- [EXCERPTED TEXT]
1976 IIHF World Junior Championship

Tournament details
- Host country: Finland
- Venue(s): 4 (in 4 host cities)
- Dates: December 26, 1975 – January 1, 1976
- Teams: 5

Final positions
- Champions: Soviet Union
- Runner-up: Canada
- Third place: Czechoslovakia
- Fourth place: Finland

Tournament statistics
- Games played: 10
- Goals scored: 78 (7.8 per game)
- Scoring leader(s): Valeri Evstifeev (8 points)

= 1976 World Junior Ice Hockey Championships =

The 1976 World Junior Ice Hockey Championships were between December 26, 1975, and January 1, 1976, in Tampere, Turku, Pori and Rauma Finland.
The Soviet team won the tournament with a perfect 4–0 record.
This was the third edition of the Ice Hockey World Junior Championship, but the results are not included in official IIHF records.
Canada was represented by a club team, the Sherbrooke Castors, while the other four nations were represented by teams of their top under-20 players. The United States did not participate in this tournament, after having competed in the 1974 and 1975 tournaments.

==Final standings==
The tournament was a round-robin format, with each team playing each of the other four teams once each.

- [INSTRUCTION 1]
In the records, rewrite the lines starting with the line containing "Draw the outline of every instance of the man" and going on through the line containing "404 201 L 405", replacing "hooded sweatshirt" with "hoodie" and keeping everything else the same.

- [INPUT ROWS]
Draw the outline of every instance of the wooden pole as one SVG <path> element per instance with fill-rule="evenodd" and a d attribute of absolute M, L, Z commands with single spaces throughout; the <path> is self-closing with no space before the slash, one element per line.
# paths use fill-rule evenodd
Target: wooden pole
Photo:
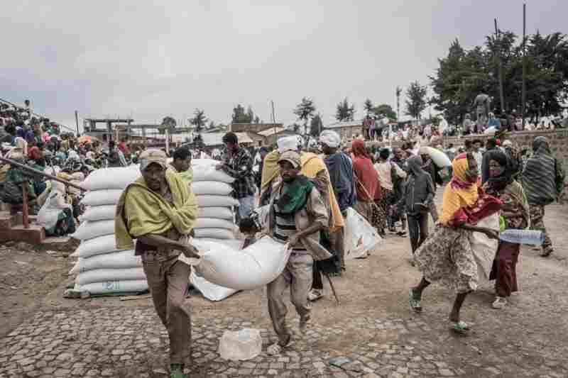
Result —
<path fill-rule="evenodd" d="M 523 4 L 523 94 L 521 94 L 520 119 L 522 124 L 520 129 L 525 129 L 525 106 L 527 103 L 527 87 L 525 76 L 527 70 L 527 51 L 526 51 L 526 33 L 527 33 L 527 4 Z"/>
<path fill-rule="evenodd" d="M 30 172 L 31 173 L 33 173 L 34 174 L 40 174 L 41 176 L 43 176 L 44 177 L 47 177 L 50 180 L 58 181 L 59 182 L 65 184 L 67 187 L 71 187 L 72 188 L 78 189 L 79 190 L 82 191 L 87 191 L 87 189 L 83 188 L 82 187 L 80 187 L 79 185 L 76 185 L 76 184 L 73 184 L 72 182 L 69 182 L 67 180 L 64 180 L 63 179 L 60 179 L 60 178 L 59 178 L 59 177 L 58 177 L 56 176 L 53 176 L 53 175 L 50 174 L 48 173 L 45 173 L 45 172 L 41 172 L 41 171 L 38 171 L 38 169 L 34 169 L 31 167 L 28 167 L 28 166 L 26 165 L 25 164 L 18 163 L 18 162 L 15 162 L 15 161 L 11 160 L 11 159 L 6 159 L 6 157 L 0 157 L 0 162 L 5 162 L 6 164 L 9 164 L 10 165 L 13 165 L 14 167 L 18 167 L 18 168 L 21 168 L 22 169 L 23 169 L 25 171 Z"/>
<path fill-rule="evenodd" d="M 501 103 L 501 115 L 505 114 L 505 95 L 503 93 L 503 62 L 501 62 L 501 42 L 499 35 L 499 29 L 497 28 L 497 18 L 494 18 L 495 21 L 495 43 L 496 43 L 496 56 L 498 62 L 498 76 L 499 76 L 499 97 Z"/>

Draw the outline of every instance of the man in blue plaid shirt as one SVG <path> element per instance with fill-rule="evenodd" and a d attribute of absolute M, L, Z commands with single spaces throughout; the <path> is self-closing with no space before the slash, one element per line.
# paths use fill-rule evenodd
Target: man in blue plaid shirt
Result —
<path fill-rule="evenodd" d="M 254 209 L 254 194 L 256 187 L 253 172 L 253 157 L 248 152 L 239 145 L 239 138 L 234 133 L 227 133 L 223 136 L 226 148 L 226 155 L 222 164 L 217 169 L 234 177 L 233 189 L 234 196 L 239 200 L 239 218 L 248 217 Z"/>

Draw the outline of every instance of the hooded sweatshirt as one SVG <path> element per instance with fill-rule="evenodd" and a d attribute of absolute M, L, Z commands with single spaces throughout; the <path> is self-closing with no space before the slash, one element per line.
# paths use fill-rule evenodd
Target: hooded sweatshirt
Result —
<path fill-rule="evenodd" d="M 404 201 L 405 211 L 408 215 L 427 212 L 428 208 L 420 206 L 418 204 L 424 204 L 427 206 L 434 199 L 435 192 L 432 176 L 422 169 L 422 161 L 420 156 L 413 156 L 406 162 L 410 174 L 401 199 Z"/>

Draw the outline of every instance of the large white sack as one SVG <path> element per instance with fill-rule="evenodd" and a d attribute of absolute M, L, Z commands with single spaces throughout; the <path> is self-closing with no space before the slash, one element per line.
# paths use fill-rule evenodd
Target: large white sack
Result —
<path fill-rule="evenodd" d="M 146 279 L 144 268 L 95 269 L 80 273 L 75 283 L 80 285 L 106 281 L 130 281 Z"/>
<path fill-rule="evenodd" d="M 88 206 L 116 205 L 119 203 L 123 189 L 104 189 L 89 191 L 84 195 L 81 204 Z"/>
<path fill-rule="evenodd" d="M 195 196 L 200 207 L 230 207 L 238 206 L 239 201 L 229 196 L 212 196 L 205 194 Z"/>
<path fill-rule="evenodd" d="M 82 242 L 75 251 L 71 254 L 71 256 L 87 258 L 118 250 L 120 250 L 116 248 L 116 240 L 114 238 L 114 234 L 104 235 Z"/>
<path fill-rule="evenodd" d="M 217 163 L 220 164 L 221 162 L 217 162 Z M 222 182 L 231 184 L 235 181 L 235 179 L 223 171 L 215 169 L 214 165 L 205 164 L 194 165 L 193 182 L 197 182 L 200 181 L 220 181 Z"/>
<path fill-rule="evenodd" d="M 114 219 L 106 221 L 85 221 L 71 236 L 80 240 L 87 240 L 104 235 L 114 233 Z"/>
<path fill-rule="evenodd" d="M 346 260 L 366 257 L 383 239 L 374 227 L 352 208 L 347 209 L 345 220 Z"/>
<path fill-rule="evenodd" d="M 220 181 L 198 181 L 192 182 L 191 188 L 196 196 L 202 194 L 228 196 L 233 191 L 233 187 Z"/>
<path fill-rule="evenodd" d="M 97 255 L 90 257 L 79 257 L 70 274 L 95 269 L 136 268 L 142 266 L 142 259 L 135 256 L 132 250 Z"/>
<path fill-rule="evenodd" d="M 232 231 L 236 230 L 236 226 L 233 222 L 227 221 L 226 219 L 198 218 L 195 221 L 195 226 L 193 226 L 193 228 L 225 228 Z"/>
<path fill-rule="evenodd" d="M 87 176 L 81 186 L 87 190 L 124 189 L 141 175 L 140 169 L 136 165 L 103 168 Z"/>
<path fill-rule="evenodd" d="M 85 210 L 81 216 L 81 221 L 107 221 L 114 219 L 116 212 L 116 205 L 102 205 L 100 206 L 91 206 Z"/>
<path fill-rule="evenodd" d="M 264 236 L 244 250 L 211 242 L 195 242 L 201 259 L 195 272 L 217 285 L 248 290 L 267 284 L 282 273 L 290 257 L 288 245 Z"/>
<path fill-rule="evenodd" d="M 226 228 L 194 228 L 195 238 L 202 239 L 234 239 L 235 234 Z"/>
<path fill-rule="evenodd" d="M 204 278 L 197 275 L 193 269 L 192 269 L 190 274 L 190 282 L 201 291 L 203 296 L 209 301 L 222 301 L 227 296 L 230 296 L 238 291 L 234 289 L 229 289 L 228 287 L 212 284 Z"/>
<path fill-rule="evenodd" d="M 203 207 L 200 209 L 200 216 L 232 220 L 234 214 L 230 207 Z"/>
<path fill-rule="evenodd" d="M 119 293 L 140 293 L 148 290 L 148 282 L 146 279 L 131 281 L 106 281 L 104 282 L 93 282 L 86 285 L 75 284 L 75 289 L 89 291 L 92 295 L 112 294 Z"/>
<path fill-rule="evenodd" d="M 241 239 L 212 239 L 211 238 L 203 238 L 202 239 L 194 238 L 194 240 L 197 242 L 213 242 L 227 245 L 234 250 L 240 250 L 243 248 L 244 240 Z"/>

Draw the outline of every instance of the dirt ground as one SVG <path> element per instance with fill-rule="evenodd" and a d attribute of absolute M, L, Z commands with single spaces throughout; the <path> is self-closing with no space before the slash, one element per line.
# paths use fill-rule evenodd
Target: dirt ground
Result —
<path fill-rule="evenodd" d="M 441 193 L 439 193 L 441 194 Z M 441 199 L 441 195 L 437 196 Z M 408 261 L 408 238 L 388 236 L 384 243 L 366 260 L 350 260 L 346 274 L 334 279 L 340 304 L 337 304 L 326 284 L 327 295 L 313 306 L 314 322 L 324 326 L 341 325 L 351 318 L 395 318 L 420 319 L 432 328 L 427 342 L 447 358 L 501 359 L 503 363 L 545 363 L 548 357 L 561 360 L 568 355 L 568 206 L 547 207 L 545 218 L 555 252 L 542 258 L 537 251 L 523 246 L 518 265 L 520 291 L 513 295 L 502 311 L 491 308 L 493 300 L 492 282 L 484 282 L 478 291 L 466 300 L 462 318 L 473 325 L 469 338 L 456 338 L 449 332 L 447 321 L 454 294 L 432 285 L 422 300 L 421 315 L 408 308 L 408 289 L 417 283 L 420 274 Z M 60 246 L 55 253 L 45 248 L 25 243 L 0 246 L 0 338 L 35 309 L 98 308 L 101 307 L 148 307 L 151 301 L 141 299 L 121 301 L 118 298 L 67 300 L 62 298 L 67 272 L 71 265 L 66 255 L 72 245 Z M 65 250 L 67 249 L 67 250 Z M 236 316 L 250 319 L 255 325 L 271 328 L 266 306 L 261 306 L 263 290 L 239 292 L 221 302 L 200 296 L 192 299 L 195 316 L 204 318 Z M 291 307 L 290 307 L 290 309 Z M 289 316 L 291 317 L 293 311 Z M 329 351 L 349 350 L 354 344 L 388 342 L 362 329 L 354 329 L 349 337 L 329 342 L 318 348 Z M 562 357 L 564 356 L 564 357 Z M 500 362 L 501 363 L 501 362 Z"/>

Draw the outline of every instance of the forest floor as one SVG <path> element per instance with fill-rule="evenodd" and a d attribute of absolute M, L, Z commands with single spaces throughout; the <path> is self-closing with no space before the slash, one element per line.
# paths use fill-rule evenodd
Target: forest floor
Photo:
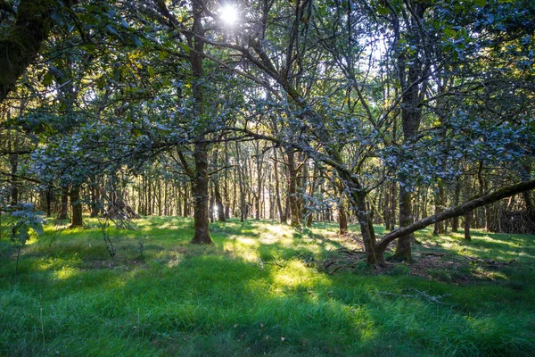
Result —
<path fill-rule="evenodd" d="M 335 224 L 149 217 L 0 237 L 0 356 L 531 356 L 535 237 L 416 235 L 366 265 Z M 350 230 L 358 229 L 351 227 Z M 106 246 L 103 232 L 113 245 Z M 377 233 L 383 228 L 377 227 Z M 113 257 L 110 252 L 115 252 Z"/>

- [INSTRUCTION 2]
Answer these questions about the 1976 junior hockey championship text:
(a) Which club team represented Canada?
(b) How many goals were scored in the tournament?
(c) What record did the Soviet team finish with?

- [RIGHT ANSWER 1]
Draw the outline of every instance of the man in blue plaid shirt as one SVG <path> element per instance with fill-rule="evenodd" and a d attribute of absolute M, L, Z commands with single spaces throughout; the <path> is self-closing with no space before the slash, one element per line.
# paths use fill-rule evenodd
Target: man in blue plaid shirt
Result —
<path fill-rule="evenodd" d="M 254 209 L 254 194 L 256 187 L 253 172 L 253 157 L 248 152 L 239 145 L 239 138 L 234 133 L 227 133 L 223 136 L 226 148 L 226 155 L 222 164 L 217 169 L 234 177 L 233 189 L 234 196 L 239 200 L 239 218 L 248 217 Z"/>

Draw the outline of every instance of the hoodie as one SVG <path> element per instance with fill-rule="evenodd" and a d attribute of absolute M, L, Z commands with single spaces throughout; the <path> is self-closing with no space before the slash, one element per line.
# paths use fill-rule evenodd
Target: hoodie
Result —
<path fill-rule="evenodd" d="M 404 201 L 405 211 L 408 215 L 427 212 L 428 208 L 420 206 L 418 204 L 424 204 L 427 206 L 434 199 L 435 192 L 432 176 L 422 169 L 422 161 L 420 156 L 413 156 L 406 162 L 410 174 L 401 199 Z"/>

- [RIGHT ANSWER 2]
(a) The Sherbrooke Castors
(b) 78
(c) A perfect 4–0 record